Aufgabe 1: Worüber wurde laut dem Text über das Weinen beim BDSM gesprochen, bevor der Satz über das Weinen fiel?
Aufgabe 2: Gib aus dem Text über das Weinen beim BDSM den Abschnitt zwischen „Spielen bis einer“ und „ganz schön sein.“ einschließlich beider Stellen unverändert aus.

Spielen bis einer weint
“Weinen ist keine Grenze und auch kein Safeword”Als jemand diesen Satz zu mir Sagt, bin ich einen kurzen Moment erstaunt. Wir haben über unser Ziel in einer Session gesprochen und mit dieser Aussage habe ich nicht gerechnet. Möchte ich überhaupt erreichen, dass meine submissive Person weint? Aus Panik? Angst? Schmerz? Lachen? Oder vielleicht auch einfach aus Glück. In den vielen Jahren BDSM habe ich Festgestellt: Ja, Weinen kann ganz schön sein.

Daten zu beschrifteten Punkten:
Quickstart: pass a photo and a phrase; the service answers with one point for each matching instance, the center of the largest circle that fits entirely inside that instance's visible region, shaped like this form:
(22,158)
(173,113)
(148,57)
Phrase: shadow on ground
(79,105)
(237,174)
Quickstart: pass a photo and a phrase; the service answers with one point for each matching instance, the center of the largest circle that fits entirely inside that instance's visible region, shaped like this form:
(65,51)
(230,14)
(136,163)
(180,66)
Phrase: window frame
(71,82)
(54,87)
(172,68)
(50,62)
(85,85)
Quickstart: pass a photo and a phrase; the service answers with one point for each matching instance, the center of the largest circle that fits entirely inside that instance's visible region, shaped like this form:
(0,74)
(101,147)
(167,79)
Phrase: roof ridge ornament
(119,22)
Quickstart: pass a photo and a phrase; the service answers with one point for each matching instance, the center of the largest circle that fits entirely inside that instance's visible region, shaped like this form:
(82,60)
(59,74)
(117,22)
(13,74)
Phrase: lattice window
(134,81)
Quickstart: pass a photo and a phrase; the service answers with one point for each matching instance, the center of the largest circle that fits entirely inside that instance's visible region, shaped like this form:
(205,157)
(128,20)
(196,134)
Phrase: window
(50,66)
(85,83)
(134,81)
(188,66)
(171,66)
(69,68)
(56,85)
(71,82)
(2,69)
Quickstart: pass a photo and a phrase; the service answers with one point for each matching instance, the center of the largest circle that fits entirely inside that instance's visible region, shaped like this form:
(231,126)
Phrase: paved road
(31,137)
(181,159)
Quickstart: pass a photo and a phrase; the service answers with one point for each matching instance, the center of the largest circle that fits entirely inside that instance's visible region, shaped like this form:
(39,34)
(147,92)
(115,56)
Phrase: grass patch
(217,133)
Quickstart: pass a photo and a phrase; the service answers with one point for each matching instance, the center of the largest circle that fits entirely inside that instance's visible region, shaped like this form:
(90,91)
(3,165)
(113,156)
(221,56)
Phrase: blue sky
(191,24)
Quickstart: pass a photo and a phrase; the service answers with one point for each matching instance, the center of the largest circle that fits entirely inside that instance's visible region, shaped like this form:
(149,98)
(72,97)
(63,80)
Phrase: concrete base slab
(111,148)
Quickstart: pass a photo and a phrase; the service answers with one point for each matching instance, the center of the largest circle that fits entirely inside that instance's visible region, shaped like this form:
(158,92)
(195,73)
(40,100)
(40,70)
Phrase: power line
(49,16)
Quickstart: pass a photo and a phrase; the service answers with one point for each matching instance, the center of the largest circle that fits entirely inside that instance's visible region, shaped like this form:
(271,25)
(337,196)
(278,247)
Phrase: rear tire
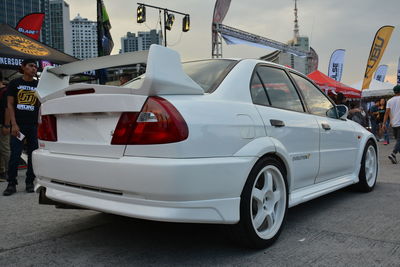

Richtige Antwort 1: Über das Ziel in einer Session.

Richtige Antwort 2:
Spielen bis einer weint
“Weinen ist keine Grenze und auch kein Safeword”Als jemand diesen Satz zu mir Sagt, bin ich einen kurzen Moment erstaunt. Wir haben über unser Ziel in einer Session gesprochen und mit dieser Aussage habe ich nicht gerechnet. Möchte ich überhaupt erreichen, dass meine submissive Person weint? Aus Panik? Angst? Schmerz? Lachen? Oder vielleicht auch einfach aus Glück. In den vielen Jahren BDSM habe ich Festgestellt: Ja, Weinen kann ganz schön sein.